__DATA FOR THIS EXERCISE__
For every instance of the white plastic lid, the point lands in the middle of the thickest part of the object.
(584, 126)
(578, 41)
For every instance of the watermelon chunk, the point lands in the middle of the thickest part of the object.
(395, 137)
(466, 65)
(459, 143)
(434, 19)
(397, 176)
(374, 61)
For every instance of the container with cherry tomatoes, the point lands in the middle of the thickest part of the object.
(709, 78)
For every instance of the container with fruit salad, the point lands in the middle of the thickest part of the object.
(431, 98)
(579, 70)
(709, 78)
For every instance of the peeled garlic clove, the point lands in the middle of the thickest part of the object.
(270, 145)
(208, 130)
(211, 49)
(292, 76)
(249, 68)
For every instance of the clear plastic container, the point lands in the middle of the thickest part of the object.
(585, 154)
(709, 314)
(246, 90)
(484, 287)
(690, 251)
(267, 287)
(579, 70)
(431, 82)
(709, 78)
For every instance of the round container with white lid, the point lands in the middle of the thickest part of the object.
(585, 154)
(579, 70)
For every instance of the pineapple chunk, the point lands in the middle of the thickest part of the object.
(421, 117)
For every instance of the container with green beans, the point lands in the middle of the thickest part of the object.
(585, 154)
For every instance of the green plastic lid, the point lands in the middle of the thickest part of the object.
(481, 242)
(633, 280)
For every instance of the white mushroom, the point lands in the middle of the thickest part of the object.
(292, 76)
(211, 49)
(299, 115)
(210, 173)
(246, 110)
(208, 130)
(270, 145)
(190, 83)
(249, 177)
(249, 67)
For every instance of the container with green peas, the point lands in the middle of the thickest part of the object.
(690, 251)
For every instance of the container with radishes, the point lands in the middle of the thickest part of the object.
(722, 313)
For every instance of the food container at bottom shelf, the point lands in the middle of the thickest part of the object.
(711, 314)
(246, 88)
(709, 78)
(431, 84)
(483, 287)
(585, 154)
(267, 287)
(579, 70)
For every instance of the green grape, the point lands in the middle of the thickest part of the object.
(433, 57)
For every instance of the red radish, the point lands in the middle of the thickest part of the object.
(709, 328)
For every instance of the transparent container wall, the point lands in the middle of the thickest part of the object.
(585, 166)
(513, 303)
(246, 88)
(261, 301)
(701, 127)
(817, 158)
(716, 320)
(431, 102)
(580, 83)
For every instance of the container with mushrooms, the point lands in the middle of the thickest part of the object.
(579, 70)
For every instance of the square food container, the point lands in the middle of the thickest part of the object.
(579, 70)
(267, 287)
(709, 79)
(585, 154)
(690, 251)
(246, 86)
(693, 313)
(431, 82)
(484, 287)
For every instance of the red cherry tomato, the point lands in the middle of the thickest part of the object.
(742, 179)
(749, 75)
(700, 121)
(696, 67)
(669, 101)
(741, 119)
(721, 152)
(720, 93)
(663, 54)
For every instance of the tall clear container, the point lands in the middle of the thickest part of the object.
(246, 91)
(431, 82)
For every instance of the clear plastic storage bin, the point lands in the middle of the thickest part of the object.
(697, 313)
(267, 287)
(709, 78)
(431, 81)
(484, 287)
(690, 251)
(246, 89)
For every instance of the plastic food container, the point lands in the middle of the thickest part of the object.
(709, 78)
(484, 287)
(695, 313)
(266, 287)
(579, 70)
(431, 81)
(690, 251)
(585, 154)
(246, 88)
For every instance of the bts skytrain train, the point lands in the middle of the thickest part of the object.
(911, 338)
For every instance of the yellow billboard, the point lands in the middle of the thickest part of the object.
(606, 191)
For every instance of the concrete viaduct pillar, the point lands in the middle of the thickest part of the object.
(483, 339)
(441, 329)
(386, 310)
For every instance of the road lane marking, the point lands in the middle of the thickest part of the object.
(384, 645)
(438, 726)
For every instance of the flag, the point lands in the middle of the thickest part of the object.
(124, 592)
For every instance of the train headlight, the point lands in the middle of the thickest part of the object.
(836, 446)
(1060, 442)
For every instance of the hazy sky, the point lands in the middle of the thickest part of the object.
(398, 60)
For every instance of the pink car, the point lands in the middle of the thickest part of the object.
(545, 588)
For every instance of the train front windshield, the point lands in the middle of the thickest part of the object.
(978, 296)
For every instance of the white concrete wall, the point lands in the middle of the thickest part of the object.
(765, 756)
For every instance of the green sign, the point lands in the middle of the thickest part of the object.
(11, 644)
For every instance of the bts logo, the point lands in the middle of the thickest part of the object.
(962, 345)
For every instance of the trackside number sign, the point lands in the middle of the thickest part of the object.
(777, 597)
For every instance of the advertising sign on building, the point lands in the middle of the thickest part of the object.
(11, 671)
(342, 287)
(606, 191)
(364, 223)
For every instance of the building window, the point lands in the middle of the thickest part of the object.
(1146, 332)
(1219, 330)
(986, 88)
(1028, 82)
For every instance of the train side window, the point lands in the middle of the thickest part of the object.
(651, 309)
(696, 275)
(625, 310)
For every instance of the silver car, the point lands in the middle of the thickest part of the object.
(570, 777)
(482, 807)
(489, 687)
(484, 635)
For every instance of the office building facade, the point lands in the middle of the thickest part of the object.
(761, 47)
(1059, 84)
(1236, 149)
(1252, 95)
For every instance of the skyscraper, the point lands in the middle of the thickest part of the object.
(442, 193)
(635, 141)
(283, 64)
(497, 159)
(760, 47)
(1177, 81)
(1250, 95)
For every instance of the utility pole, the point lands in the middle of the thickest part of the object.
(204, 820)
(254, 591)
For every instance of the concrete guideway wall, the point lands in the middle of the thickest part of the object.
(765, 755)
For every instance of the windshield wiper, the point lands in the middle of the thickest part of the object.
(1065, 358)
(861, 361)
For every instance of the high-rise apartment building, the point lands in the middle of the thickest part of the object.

__WHAT YOU ARE ASKED TO DO__
Rewrite the listing above, changing every "thickest part" to "widest part" and leaving everything else as it is.

__FINAL ANSWER__
For every instance of the white plastic lid, the point lands in the middle of the widest part of the object.
(584, 126)
(578, 41)
For every instance of the watermelon chunk, the point lands in the middle of the widest part of the object.
(395, 137)
(466, 65)
(459, 143)
(434, 19)
(397, 176)
(374, 61)
For every instance of the container with cherry tomatoes, the point lands in the middle of the widest part of the object.
(709, 78)
For every instance of the container with fruit salad, the point lands in the middle of the widest part of the object.
(431, 98)
(579, 70)
(709, 78)
For every instance of the peeled garlic clove, the point lands in the middle of the widest part of the object.
(270, 145)
(208, 130)
(211, 49)
(292, 76)
(249, 68)
For every instance of the clear plastic container, the point lands in the middle of the widest part of the object.
(585, 154)
(709, 314)
(246, 90)
(484, 287)
(690, 251)
(267, 287)
(579, 70)
(431, 82)
(709, 78)
For every instance of the round container with white lid, the point lands in the middle of the widest part of the object.
(585, 154)
(579, 70)
For every instance of the pineapple chunk, the point lands in the middle of the widest part of the object.
(421, 117)
For every instance of the container with green beans, the point lands in the middle of the widest part of the object.
(585, 154)
For every instance of the green plastic lid, the point lands in the middle of the widest part of the object.
(481, 242)
(633, 280)
For every instance of the white mushroom, the point lands in the middle of the widest part of the object.
(292, 76)
(211, 49)
(299, 115)
(210, 173)
(246, 110)
(208, 130)
(270, 145)
(190, 83)
(249, 177)
(249, 67)
For every instance of the container with green peas, the point lands in the middle of the widest part of the object.
(690, 251)
For every instance of the container with radishes, the point lands in the middle of the widest part of the object.
(722, 313)
For every instance of the food container at bottom shelf, the point lands in the middle of the widest part of the object.
(711, 314)
(246, 88)
(709, 78)
(431, 84)
(483, 287)
(585, 154)
(267, 287)
(579, 70)
For every instance of the green grape, the point lands in the middle of the widest part of the object.
(433, 57)
For every instance of the red radish, the point lands in the middle of the widest part of the object.
(709, 328)
For every instance of the transparent container wall, the point lands in the middle of the widest part of the object.
(585, 166)
(513, 303)
(246, 88)
(261, 301)
(701, 127)
(817, 158)
(716, 320)
(431, 102)
(580, 83)
For every instance of the container with mushrooms, the point lands in the middle of the widest part of the object.
(579, 70)
For every instance of the square food container, the point lands in the middle of the widest part of the object.
(579, 70)
(267, 287)
(709, 79)
(585, 154)
(690, 251)
(246, 86)
(693, 313)
(431, 82)
(484, 287)
For every instance of the red cherry tomato, the point lands in the middle of the widest part of the object.
(742, 179)
(749, 75)
(700, 121)
(696, 67)
(669, 101)
(741, 119)
(721, 152)
(720, 93)
(663, 54)
For every instance of the tall clear container, the point lands in the middle of the widest part of the object.
(246, 91)
(431, 82)
For every instance of the clear plastic storage bin, the point lands in the middle of the widest part of the object.
(697, 313)
(267, 287)
(709, 78)
(431, 81)
(484, 287)
(690, 251)
(246, 89)
For every instance of the plastic food container, the point lands in the middle of the widest part of the object.
(709, 78)
(484, 287)
(695, 313)
(266, 287)
(579, 70)
(431, 81)
(690, 251)
(585, 154)
(246, 88)
For every instance of the bts skytrain train, the point lands in the middle of the widest part of the object.
(911, 338)
For every instance of the yellow billboard, the point lands in the middle of the widest part of the object.
(606, 191)
For every instance of the concrete viaduct pillar, the point lands in the middle of the widest part of the object.
(483, 339)
(441, 329)
(386, 310)
For every instance of the road lane marking, the point lands in the middle of the widest part of the object.
(384, 645)
(438, 726)
For every instance of the flag, the point lands in the middle of the widest part of the object.
(124, 592)
For every instance of the train headlight, the point lands in the middle of the widest part of the object.
(836, 446)
(1060, 442)
For every instance of the hazy sky, the point lands in the middle of the widest part of the object.
(398, 60)
For every instance of the pink car, the point lands in the middle of the widest part of the object.
(545, 588)
For every instance of the train front windshield, the point lands in the middle of the widest part of the object.
(978, 296)
For every instance of the white concrete wall, the point lands in the middle of the widest part of the object.
(765, 756)
For every instance of the green sign, the point lands in the middle of the widest part of the object.
(11, 644)
For every instance of the bts logo, the point lands in the middle of the widest part of the object.
(962, 345)
For every instance of the trackside number sign, the point lands in the middle of the widest part of the object.
(777, 597)
For every instance of the advertising sign on building, the point lands in the middle of the widest part of the object.
(11, 671)
(342, 287)
(606, 191)
(364, 223)
For every instance of the building window, the point lands in the middle of the widest part of the object.
(1146, 332)
(1219, 330)
(986, 88)
(1028, 82)
For every instance of the train side window, the point lands in the middle of the widest part of the object.
(651, 309)
(696, 275)
(625, 310)
For every instance of the silver car, the point lands in the middle of the widest part of the object.
(570, 777)
(482, 807)
(489, 687)
(484, 635)
For every instance of the office building facade, the point lands in the middle of the widest part of the object.
(761, 47)
(1059, 84)
(1236, 149)
(1252, 95)
For every instance of the skyscraper, the point lands in the middle of the widest part of the object.
(442, 193)
(635, 141)
(283, 64)
(497, 159)
(760, 47)
(1177, 81)
(1250, 95)
For every instance of the utility pole, the point lands in the middle of the widest part of the object.
(204, 820)
(254, 591)
For every instance of the concrete guideway wall, the point lands in the middle of the widest part of the object.
(765, 755)
For every instance of the windshield wiper, the point lands in the middle of the widest part of the object.
(1065, 358)
(861, 361)
For every instance of the high-rise apartment building, the point lands in the middle of the widest part of the object.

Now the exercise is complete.